[SOURCE PASSAGE Boundary: Start]

EFAs and skin barrier function – what role do they play?

Essential fatty acids (EFAs) are those that cannot be made in the body and must be supplied externally, in the diet or as a supplement. Just what role do essential fatty acids play in the skin?


EFAs have multiple roles in the body – it’s been discovered that they are needed for neurological and ophthalmological development, as well as being important metabolically. When it comes to skin, they influence health in a number of different ways.


Cell membrane components

EFAs are incorporated into cell membranes and therefore help control the movement of molecules into and out of the cell. The individual make up of the polyunsaturated fatty acids in the membrane is highly dependent on dietary intake.


Control water loss

The top layer of skin – the stratum corneum – forms a tight barrier against loss of water and other molecules in the body and entry of irritants and other foreign material. In addition to the structural integrity of the barrier, there is an outer lipid layer of hydroxyceramide bound to the outer protein layer that forms an additional layer of protection. Increased trans-epidermal water loss can alter barrier function and leaves the skin more vulnerable to the entry of irritants.


Precursor of eicosanoids

Through the arachidonic acid cascade, essential fatty acids can result in the production of metabolically active eicosanoids such as prostaglandins and leukotrienes, which have effects on blood clotting, vasodilation/constriction, inflammation and immunity.  By altering the balance between omega 6 and omega 3 EFAs, it may be possible to modulate these responses.

[SOURCE PASSAGE Boundary: End]

WHAT THIS EXERCISE ASKS:
1. Answer these questions from the passage on essential fatty acids and skin:
(a) What is the name of the top layer of skin?
(b) What is the makeup of the polyunsaturated fatty acids in a cell membrane highly dependent on?
(c) Which two eicosanoids are named as examples?
2. Extend the article on essential fatty acids and skin barrier function, beginning right after its final sentence.

[DATA EXTRACTS Boundary: Start]

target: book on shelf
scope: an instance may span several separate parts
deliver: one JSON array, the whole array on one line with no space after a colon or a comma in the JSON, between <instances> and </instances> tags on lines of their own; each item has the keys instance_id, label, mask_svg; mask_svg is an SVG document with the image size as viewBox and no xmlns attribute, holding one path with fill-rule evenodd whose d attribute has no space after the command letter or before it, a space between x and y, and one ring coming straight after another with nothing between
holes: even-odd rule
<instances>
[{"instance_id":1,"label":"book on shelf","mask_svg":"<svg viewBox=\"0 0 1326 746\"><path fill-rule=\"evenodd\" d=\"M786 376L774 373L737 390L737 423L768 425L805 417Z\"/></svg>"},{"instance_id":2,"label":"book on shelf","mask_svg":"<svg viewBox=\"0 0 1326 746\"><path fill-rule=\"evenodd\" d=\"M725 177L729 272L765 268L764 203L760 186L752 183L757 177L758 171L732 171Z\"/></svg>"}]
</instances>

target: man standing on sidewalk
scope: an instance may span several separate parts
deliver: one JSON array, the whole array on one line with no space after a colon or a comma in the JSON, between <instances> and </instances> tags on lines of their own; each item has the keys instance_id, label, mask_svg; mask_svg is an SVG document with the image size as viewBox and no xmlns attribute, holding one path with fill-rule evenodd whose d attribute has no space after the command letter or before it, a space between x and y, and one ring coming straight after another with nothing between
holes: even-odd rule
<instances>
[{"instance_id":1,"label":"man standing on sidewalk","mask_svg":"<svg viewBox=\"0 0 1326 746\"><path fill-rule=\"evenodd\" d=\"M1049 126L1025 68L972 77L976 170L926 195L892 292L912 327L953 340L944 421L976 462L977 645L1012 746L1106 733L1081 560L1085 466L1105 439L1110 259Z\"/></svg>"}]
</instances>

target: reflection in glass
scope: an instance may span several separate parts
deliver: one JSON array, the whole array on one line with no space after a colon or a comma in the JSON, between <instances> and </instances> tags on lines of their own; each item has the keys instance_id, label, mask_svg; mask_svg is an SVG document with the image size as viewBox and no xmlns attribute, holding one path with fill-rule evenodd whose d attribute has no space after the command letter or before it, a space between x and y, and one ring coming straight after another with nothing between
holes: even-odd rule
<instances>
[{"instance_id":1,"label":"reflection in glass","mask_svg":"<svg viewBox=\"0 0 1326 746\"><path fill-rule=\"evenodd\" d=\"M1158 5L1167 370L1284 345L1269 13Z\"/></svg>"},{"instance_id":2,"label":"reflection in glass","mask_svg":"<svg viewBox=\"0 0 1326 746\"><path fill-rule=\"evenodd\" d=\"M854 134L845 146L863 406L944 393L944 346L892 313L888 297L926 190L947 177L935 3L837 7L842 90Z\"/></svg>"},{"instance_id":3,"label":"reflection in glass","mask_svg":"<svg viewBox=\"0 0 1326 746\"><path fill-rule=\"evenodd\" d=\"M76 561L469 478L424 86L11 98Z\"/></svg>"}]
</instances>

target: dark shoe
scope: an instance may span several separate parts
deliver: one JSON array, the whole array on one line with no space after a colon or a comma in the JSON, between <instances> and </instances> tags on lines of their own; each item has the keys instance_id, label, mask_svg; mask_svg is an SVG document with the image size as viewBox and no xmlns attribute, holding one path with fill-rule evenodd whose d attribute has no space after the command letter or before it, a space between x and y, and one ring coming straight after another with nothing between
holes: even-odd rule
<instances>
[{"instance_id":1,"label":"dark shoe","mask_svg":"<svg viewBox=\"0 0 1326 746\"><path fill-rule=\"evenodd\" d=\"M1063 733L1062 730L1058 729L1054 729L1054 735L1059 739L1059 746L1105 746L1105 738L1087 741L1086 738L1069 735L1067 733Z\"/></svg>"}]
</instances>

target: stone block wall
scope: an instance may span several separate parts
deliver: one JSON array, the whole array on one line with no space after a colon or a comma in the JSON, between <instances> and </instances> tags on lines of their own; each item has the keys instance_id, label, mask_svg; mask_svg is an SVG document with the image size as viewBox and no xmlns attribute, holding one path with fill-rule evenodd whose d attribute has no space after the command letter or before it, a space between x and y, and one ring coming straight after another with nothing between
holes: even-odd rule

[DATA EXTRACTS Boundary: End]

ANSWERS FOR EACH ITEM:
1.
(a) The stratum corneum.
(b) Dietary intake.
(c) Prostaglandins and leukotrienes.

2.
Hair coat quality

Various studies have shown hair gloss and softness increases when higher EFA diets are fed. This may be as a result of increased cholesteryl ester deposited on the hair shaft surface.  The hair coat plays an important role not just in thermoregulation but also physically excluding irritants from the skin surface. It may also be important in limiting trans-epidermal water loss by reducing evaporation from the surface of the skin.


EFA sources

The layers of epidermis have a rapid turnover and essential fatty acids supplied in the diet are required constantly. Linoleic acid is especially important to maintain barrier function and prevent excessive trans-epidermal water loss. Arachidonic acid is especially important for the regulation of epidermal proliferation. The balance of omega 3 and 6 fatty acids is important for the homeostasis of a number of functions and may not always be optimally balanced in a pet’s usual diet. EFAs are especially vulnerable to destruction during heat processing and oxidation during storage.